**Requirement**: Rewrite the rows from the start through the line containing "[[439, 211], [744, 570]]", substituting "scorched earth" for "charred soil" and leaving everything else unchanged.

**Data to process**:
---+---

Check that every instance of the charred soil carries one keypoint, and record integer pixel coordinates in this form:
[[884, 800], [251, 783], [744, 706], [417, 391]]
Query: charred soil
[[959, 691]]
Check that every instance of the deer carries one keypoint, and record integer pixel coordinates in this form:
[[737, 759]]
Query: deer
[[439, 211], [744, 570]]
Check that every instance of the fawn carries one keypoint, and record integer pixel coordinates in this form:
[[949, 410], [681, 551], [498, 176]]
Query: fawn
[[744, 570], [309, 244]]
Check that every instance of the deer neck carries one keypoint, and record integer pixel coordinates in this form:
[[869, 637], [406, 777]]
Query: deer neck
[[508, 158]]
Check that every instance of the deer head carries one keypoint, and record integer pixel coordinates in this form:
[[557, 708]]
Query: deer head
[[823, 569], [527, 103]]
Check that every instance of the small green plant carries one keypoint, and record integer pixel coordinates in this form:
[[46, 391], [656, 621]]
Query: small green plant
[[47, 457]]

---+---

**In response**:
Check that every instance of the scorched earth carries one keypoint, and record integer pixel coordinates in this form:
[[884, 800], [251, 783], [744, 706], [417, 391]]
Query: scorched earth
[[959, 691]]
Check that every instance of the deer carries one keypoint, and record integer pixel coordinates in this form:
[[737, 759]]
Query: deer
[[439, 211], [744, 570]]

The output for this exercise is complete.